*Work instructions*
In the qryn table replication page below, what is the only change needed to replicate the tables?

-- START Excerpt provided --

Skip to content

qryn tables replication support

Lorenzo Mangani edited this page Jul 14, 2022 · 2 revisions

Replication of tables for qryn can be done via manual execution of maintenance scripts described in https://github.com/metrico/qryn/blob/master/lib/db/maintain/scripts.js .

The only thing you need is to change the table engines to Replicated* ones.

Replication scripts example

Note! {{DB}} should be replaced by the name of your database.

CREATE TABLE IF NOT EXISTS time_series (
  date Date,
  fingerprint UInt64,
  labels String,
  name String
) ENGINE = ReplicatedReplacingMergeTree(date) PARTITION BY date ORDER BY fingerprint

#---

CREATE TABLE IF NOT EXISTS samples_v3
(
  fingerprint UInt64,
  timestamp_ns Int64 CODEC(DoubleDelta),
  value Float64 CODEC(Gorilla),
  string String
) ENGINE = ReplicatedMergeTree 
PARTITION BY toStartOfDay(toDateTime(timestamp_ns / 1000000000))
ORDER BY (timestamp_ns)

#---

CREATE TABLE IF NOT EXISTS settings (
  fingerprint UInt64, 
  type String, 
  name String, 
  value String, 
  inserted_at DateTime64(9, 'UTC')
) ENGINE = ReplicatedReplacingMergeTree(inserted_at) 
ORDER BY fingerprint

#---

DROP TABLE IF EXISTS samples_read

#---

CREATE TABLE IF NOT EXISTS samples_read
(
  fingerprint UInt64,
  timestamp_ms Int64,
  value Float64,
  string String
) ENGINE=Merge('{{DB}}', '^(samples|samples_v2)$')

#---

CREATE VIEW IF NOT EXISTS samples_read_v2_1 AS 
    SELECT fingerprint, timestamp_ms * 1000000 as timestamp_ns, value, string FROM samples_read

#---

CREATE TABLE IF NOT EXISTS samples_read_v2_2 (
  fingerprint UInt64,
  timestamp_ns Int64,
  value Float64,
  string String
) ENGINE=Merge('{{DB}}', '^(samples_read_v2_1|samples_v3)$')

-- END Excerpt provided --
-- START Entries provided --

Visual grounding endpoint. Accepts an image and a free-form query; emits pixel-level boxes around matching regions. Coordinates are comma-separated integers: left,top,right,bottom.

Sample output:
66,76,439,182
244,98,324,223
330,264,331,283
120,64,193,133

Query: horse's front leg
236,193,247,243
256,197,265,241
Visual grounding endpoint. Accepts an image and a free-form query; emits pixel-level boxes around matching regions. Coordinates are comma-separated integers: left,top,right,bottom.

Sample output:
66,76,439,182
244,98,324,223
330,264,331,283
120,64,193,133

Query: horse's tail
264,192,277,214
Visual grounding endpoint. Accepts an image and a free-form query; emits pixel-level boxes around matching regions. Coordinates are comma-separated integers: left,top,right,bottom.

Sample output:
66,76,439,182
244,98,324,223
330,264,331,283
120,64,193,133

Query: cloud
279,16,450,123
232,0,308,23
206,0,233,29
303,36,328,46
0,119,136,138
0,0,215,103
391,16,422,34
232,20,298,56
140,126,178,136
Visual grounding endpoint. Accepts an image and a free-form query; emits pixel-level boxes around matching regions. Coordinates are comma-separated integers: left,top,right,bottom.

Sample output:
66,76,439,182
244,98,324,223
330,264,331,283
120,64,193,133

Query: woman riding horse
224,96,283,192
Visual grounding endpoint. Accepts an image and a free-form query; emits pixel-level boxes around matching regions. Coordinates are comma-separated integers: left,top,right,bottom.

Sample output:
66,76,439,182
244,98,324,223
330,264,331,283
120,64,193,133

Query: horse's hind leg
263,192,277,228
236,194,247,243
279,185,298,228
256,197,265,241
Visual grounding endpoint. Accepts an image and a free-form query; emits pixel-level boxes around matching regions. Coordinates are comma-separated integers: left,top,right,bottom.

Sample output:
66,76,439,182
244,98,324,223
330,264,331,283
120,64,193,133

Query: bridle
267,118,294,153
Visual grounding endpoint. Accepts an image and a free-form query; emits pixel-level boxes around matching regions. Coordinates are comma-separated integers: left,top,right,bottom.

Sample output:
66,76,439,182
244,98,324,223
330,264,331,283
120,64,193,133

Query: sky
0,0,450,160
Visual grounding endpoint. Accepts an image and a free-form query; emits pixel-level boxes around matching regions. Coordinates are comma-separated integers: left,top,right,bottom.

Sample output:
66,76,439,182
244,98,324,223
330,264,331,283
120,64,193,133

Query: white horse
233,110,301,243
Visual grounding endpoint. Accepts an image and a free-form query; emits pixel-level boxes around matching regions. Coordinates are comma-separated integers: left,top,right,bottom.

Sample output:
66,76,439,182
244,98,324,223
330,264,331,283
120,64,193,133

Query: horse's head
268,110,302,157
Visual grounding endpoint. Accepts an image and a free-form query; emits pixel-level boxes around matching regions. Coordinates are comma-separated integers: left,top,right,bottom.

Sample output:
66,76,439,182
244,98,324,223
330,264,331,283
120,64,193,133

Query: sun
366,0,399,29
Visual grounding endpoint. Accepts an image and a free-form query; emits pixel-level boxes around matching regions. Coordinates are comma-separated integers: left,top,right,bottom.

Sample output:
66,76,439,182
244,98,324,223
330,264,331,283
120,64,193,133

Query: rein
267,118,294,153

-- END Entries provided --

*The result*
The table engines must be changed to Replicated* ones.